▸ **TASK TO CARRY OUT**:
Check every line below for the word "clicks" and copy the ones that have it.

[Collected data entries]
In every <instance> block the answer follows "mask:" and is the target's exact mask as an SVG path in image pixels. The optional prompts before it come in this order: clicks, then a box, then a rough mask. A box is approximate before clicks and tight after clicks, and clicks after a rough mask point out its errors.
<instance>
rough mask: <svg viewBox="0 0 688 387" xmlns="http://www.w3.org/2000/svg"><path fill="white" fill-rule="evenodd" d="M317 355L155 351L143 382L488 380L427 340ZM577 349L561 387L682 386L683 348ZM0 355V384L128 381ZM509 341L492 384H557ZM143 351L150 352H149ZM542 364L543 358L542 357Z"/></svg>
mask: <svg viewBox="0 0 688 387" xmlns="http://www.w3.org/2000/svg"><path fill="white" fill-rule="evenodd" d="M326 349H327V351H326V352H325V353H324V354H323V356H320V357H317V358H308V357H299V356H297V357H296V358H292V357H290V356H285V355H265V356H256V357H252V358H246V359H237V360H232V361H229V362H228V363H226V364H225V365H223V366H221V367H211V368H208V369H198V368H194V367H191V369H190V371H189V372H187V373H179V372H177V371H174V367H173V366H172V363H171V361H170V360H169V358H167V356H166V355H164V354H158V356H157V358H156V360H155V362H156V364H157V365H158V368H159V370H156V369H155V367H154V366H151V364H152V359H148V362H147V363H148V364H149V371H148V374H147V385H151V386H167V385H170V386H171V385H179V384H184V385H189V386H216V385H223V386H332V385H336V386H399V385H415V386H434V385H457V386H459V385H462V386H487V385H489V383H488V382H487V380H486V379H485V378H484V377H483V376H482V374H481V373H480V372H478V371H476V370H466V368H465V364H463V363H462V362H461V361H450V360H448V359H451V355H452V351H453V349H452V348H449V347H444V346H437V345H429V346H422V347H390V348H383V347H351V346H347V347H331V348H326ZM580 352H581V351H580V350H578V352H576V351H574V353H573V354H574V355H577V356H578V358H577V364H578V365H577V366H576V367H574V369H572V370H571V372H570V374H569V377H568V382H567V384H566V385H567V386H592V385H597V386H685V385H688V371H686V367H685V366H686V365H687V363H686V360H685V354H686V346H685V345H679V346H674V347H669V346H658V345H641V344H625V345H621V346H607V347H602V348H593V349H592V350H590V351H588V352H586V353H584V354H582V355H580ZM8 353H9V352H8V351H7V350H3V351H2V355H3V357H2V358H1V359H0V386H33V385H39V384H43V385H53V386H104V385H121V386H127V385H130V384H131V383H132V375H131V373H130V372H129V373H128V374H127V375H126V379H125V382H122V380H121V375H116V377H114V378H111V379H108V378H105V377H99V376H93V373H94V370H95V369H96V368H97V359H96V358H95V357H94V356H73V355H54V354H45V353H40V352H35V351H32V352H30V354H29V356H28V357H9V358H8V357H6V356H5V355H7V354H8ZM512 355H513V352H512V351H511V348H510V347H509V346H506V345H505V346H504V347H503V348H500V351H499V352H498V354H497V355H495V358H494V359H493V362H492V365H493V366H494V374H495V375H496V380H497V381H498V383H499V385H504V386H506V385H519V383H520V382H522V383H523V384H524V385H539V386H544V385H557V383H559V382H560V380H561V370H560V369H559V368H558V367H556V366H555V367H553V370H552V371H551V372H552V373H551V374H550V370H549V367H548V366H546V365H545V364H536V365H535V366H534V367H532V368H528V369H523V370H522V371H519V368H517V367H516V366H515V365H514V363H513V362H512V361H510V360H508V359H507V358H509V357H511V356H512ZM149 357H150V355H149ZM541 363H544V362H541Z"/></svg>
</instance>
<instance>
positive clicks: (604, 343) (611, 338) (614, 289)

▸ **REPLY**:
In every <instance> block the answer follows "mask:" and is the target's exact mask as an SVG path in image pixels. The optional prompts before it come in this order: clicks, then a box, then a rough mask. A box is approximate before clicks and tight after clicks, and clicks after a rough mask point out its errors.
positive clicks: (604, 343) (611, 338) (614, 289)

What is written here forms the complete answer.